**What to produce:** Copy every one of the records below line for line, changing nothing.

**Data lines:**
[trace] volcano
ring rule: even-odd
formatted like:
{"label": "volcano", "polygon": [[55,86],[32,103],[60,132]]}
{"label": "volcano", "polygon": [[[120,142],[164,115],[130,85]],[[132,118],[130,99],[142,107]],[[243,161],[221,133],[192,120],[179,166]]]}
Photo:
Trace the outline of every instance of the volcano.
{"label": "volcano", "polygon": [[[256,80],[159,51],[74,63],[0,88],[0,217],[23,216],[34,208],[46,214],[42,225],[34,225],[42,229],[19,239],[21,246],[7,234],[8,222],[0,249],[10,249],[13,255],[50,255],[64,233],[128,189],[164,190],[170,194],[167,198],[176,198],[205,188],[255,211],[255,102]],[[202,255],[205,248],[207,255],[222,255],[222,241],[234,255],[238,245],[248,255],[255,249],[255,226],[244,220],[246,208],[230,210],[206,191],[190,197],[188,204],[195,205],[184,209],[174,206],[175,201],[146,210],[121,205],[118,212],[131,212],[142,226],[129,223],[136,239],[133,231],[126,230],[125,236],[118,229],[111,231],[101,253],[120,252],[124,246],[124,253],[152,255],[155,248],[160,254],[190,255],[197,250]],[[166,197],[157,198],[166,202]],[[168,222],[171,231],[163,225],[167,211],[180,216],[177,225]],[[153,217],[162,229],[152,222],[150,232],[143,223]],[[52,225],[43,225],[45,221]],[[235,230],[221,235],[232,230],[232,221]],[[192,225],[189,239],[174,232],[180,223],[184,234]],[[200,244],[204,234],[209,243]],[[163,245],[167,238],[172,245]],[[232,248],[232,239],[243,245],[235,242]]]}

**Answer to this task:**
[trace] volcano
ring rule: even-odd
formatted like:
{"label": "volcano", "polygon": [[55,86],[32,103],[60,132]]}
{"label": "volcano", "polygon": [[[120,142],[164,115],[130,85]],[[132,118],[130,99],[142,107]],[[243,161],[221,133],[192,120],[179,166]]]}
Photo:
Trace the outline of every instance of the volcano.
{"label": "volcano", "polygon": [[[256,80],[159,51],[74,63],[0,88],[0,217],[23,216],[34,208],[46,214],[42,225],[34,225],[42,229],[19,239],[21,246],[7,234],[8,222],[0,249],[10,249],[13,255],[50,255],[64,233],[128,189],[164,190],[170,194],[167,198],[176,198],[205,188],[255,211],[255,102]],[[202,255],[205,248],[207,255],[222,255],[222,241],[234,255],[238,245],[248,255],[255,249],[255,226],[244,220],[246,208],[230,210],[206,191],[190,197],[188,204],[195,205],[184,209],[174,206],[175,201],[146,210],[121,205],[118,212],[131,212],[142,226],[129,223],[136,239],[133,231],[126,230],[125,236],[118,229],[111,231],[101,253],[120,252],[124,246],[124,253],[152,255],[155,248],[160,254],[190,255],[197,250]],[[166,197],[157,198],[166,202]],[[168,222],[171,231],[163,225],[167,211],[180,216],[177,225]],[[153,217],[162,229],[152,222],[150,232],[143,223]],[[52,225],[43,225],[45,221]],[[235,230],[221,235],[232,230],[232,221]],[[192,225],[189,239],[174,232],[180,223],[184,234]],[[200,244],[204,234],[209,243]],[[163,245],[167,238],[172,245]],[[232,248],[232,239],[243,245],[235,242]]]}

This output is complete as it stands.